__GIVEN TASK__. Return the cheese classifier notebook below in full, word for word and unchanged.

__TEXT__.

━━━━━━

{
 "cells": [
  {
   "cell_type": "markdown",
   "metadata": {},
   "source": [
    "---\n",
    "title: Which cheese are we eating?\n",
    "description: 'Did you ever wonder what kind of cheese you should buy? They all look the same. And then the embarrasement when you can just point and say: that one. Meet the cheese classifier.'\n",
    "date: '2025-03-13'\n",
    "categories:\n",
    "- machine learning\n",
    "- python\n",
    "- computer vision\n",
    "execute:\n",
    "  message: false\n",
    "  warning: false\n",
    "editor_options:\n",
    "  chunk_output_type: console\n",
    "output-file: meet-the-cheese\n",
    "---"

━━━━━━

__PROVIDED MATERIAL__.
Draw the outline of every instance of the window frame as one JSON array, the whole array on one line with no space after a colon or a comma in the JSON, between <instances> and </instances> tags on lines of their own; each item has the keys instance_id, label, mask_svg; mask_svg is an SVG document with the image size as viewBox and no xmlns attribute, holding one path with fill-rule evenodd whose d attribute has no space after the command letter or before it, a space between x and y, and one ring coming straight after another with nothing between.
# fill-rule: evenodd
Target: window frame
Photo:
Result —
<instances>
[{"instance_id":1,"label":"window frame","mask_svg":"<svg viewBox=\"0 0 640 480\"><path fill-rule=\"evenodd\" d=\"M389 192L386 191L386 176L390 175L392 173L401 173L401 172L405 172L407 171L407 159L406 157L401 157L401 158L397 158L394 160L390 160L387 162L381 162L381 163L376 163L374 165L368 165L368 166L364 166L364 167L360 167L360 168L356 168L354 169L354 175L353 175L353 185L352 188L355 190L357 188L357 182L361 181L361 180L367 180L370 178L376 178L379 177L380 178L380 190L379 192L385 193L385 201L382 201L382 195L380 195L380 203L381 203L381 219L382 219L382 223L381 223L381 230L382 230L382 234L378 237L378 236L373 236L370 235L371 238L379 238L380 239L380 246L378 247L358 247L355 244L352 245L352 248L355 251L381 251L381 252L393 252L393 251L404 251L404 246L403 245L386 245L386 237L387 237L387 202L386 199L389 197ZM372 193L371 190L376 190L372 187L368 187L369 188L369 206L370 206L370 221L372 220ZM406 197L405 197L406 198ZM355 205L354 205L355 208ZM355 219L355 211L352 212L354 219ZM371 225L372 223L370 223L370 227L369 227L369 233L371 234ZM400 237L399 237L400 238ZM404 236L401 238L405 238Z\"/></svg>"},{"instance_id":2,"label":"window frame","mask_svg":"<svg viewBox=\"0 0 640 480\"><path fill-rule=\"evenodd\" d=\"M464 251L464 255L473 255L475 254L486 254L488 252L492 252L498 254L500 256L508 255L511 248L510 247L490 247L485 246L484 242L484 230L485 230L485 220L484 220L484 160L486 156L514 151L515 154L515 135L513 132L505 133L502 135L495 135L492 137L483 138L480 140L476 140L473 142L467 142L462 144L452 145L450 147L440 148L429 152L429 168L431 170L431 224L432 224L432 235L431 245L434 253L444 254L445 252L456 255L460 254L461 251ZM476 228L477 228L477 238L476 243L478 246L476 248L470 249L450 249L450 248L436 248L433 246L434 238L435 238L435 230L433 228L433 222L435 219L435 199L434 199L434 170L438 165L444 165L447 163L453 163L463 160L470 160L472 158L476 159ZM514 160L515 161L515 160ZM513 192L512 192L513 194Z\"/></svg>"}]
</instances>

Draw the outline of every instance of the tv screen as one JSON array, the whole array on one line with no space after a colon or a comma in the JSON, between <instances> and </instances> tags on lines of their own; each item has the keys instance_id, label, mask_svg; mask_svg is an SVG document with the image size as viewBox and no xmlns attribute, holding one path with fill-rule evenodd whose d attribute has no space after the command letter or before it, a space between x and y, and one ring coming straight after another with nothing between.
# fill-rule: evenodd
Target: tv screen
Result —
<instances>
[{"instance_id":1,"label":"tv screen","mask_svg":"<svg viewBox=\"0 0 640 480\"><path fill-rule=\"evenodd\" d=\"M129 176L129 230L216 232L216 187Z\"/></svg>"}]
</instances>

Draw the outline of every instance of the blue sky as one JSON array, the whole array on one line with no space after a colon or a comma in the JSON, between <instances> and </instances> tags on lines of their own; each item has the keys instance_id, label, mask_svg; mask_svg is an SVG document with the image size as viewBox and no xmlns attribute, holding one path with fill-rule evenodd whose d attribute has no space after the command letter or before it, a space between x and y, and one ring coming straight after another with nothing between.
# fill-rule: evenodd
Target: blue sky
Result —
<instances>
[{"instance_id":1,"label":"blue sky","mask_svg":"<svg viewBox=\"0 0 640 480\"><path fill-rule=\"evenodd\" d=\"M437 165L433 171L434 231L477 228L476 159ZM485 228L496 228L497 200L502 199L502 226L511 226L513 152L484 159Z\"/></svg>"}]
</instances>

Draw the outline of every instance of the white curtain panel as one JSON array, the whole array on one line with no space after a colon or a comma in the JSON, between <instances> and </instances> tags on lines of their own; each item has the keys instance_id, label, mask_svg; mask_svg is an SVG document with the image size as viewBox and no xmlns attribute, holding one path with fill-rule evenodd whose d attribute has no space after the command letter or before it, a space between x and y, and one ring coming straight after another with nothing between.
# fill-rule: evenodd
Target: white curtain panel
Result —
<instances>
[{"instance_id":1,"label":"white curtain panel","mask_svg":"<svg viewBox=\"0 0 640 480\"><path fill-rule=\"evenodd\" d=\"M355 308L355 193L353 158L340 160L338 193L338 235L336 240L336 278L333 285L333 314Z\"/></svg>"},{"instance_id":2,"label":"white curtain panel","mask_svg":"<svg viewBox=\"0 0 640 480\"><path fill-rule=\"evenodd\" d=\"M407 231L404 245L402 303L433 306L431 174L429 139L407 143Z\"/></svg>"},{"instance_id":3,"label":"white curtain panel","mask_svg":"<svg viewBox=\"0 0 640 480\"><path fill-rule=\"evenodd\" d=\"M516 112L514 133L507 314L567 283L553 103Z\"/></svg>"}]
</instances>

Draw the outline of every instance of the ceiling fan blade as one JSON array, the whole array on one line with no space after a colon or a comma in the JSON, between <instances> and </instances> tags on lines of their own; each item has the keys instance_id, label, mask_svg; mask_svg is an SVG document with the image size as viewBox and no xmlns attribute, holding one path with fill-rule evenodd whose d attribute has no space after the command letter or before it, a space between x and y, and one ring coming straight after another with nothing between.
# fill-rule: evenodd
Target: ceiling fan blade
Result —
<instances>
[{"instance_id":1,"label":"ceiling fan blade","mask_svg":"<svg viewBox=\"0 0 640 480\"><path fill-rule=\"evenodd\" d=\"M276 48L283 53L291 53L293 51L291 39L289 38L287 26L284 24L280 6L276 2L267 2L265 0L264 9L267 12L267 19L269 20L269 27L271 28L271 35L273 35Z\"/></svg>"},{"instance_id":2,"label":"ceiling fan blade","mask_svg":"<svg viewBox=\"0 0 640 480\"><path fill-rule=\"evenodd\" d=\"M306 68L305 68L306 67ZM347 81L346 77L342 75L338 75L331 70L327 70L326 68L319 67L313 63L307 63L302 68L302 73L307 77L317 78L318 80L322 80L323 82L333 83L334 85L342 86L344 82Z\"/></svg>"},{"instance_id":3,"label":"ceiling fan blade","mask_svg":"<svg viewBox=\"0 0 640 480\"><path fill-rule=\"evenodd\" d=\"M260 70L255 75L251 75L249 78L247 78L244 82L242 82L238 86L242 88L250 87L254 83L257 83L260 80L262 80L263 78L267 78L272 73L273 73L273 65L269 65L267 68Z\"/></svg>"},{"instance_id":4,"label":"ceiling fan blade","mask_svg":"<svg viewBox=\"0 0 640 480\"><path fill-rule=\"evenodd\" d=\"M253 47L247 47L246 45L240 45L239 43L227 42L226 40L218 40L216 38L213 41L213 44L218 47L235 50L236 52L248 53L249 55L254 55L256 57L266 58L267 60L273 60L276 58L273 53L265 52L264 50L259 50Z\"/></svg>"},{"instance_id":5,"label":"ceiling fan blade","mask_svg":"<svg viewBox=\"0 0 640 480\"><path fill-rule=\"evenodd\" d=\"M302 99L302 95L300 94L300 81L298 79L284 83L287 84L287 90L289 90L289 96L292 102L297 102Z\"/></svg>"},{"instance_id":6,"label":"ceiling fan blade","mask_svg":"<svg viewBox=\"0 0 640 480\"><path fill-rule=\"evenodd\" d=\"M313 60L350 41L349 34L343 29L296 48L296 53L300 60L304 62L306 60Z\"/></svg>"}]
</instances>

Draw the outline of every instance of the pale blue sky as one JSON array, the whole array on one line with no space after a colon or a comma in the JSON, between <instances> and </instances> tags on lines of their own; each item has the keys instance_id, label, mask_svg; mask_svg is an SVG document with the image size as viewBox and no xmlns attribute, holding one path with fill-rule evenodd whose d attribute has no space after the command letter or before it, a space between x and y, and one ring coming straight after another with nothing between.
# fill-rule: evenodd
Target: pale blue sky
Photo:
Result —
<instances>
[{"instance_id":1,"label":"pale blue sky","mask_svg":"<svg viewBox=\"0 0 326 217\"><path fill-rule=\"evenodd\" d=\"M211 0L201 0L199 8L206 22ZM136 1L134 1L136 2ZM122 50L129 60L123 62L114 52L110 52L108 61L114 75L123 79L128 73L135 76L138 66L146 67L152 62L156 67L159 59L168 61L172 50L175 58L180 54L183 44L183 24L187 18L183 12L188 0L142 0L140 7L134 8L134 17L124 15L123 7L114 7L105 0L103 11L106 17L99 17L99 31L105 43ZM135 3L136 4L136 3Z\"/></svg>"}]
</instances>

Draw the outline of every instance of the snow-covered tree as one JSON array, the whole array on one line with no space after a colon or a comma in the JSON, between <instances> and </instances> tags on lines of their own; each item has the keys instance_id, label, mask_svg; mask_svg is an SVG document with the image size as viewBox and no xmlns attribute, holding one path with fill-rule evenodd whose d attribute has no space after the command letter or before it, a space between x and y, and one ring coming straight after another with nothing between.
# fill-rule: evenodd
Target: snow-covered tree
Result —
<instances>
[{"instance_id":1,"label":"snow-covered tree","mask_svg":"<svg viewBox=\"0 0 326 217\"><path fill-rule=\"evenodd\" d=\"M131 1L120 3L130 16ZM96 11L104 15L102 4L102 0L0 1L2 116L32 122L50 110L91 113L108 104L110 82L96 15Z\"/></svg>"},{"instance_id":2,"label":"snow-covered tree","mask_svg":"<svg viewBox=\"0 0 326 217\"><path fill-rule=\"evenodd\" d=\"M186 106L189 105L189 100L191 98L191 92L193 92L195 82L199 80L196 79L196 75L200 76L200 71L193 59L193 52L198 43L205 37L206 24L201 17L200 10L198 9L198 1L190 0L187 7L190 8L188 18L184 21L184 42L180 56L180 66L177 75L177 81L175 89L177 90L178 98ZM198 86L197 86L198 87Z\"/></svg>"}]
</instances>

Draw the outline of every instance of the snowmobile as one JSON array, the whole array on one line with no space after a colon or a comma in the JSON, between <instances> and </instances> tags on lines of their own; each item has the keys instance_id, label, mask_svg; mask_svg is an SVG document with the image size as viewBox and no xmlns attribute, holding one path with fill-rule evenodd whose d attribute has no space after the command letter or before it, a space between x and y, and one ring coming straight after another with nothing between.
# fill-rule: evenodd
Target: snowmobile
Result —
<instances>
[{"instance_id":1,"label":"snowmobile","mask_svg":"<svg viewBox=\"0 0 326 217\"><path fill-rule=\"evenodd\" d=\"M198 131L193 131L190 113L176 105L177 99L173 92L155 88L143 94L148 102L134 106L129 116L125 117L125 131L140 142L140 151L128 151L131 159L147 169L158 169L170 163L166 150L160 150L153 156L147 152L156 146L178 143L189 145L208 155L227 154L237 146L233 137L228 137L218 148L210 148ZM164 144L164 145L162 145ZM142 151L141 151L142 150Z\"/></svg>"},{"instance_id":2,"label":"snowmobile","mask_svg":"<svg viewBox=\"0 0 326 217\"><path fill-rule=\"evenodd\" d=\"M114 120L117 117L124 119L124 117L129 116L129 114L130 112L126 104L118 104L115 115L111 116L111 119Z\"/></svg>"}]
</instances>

━━━━━━

__IN RESPONSE__.
{
 "cells": [
  {
   "cell_type": "markdown",
   "metadata": {},
   "source": [
    "---\n",
    "title: Which cheese are we eating?\n",
    "description: 'Did you ever wonder what kind of cheese you should buy? They all look the same. And then the embarrasement when you can just point and say: that one. Meet the cheese classifier.'\n",
    "date: '2025-03-13'\n",
    "categories:\n",
    "- machine learning\n",
    "- python\n",
    "- computer vision\n",
    "execute:\n",
    "  message: false\n",
    "  warning: false\n",
    "editor_options:\n",
    "  chunk_output_type: console\n",
    "output-file: meet-the-cheese\n",
    "---"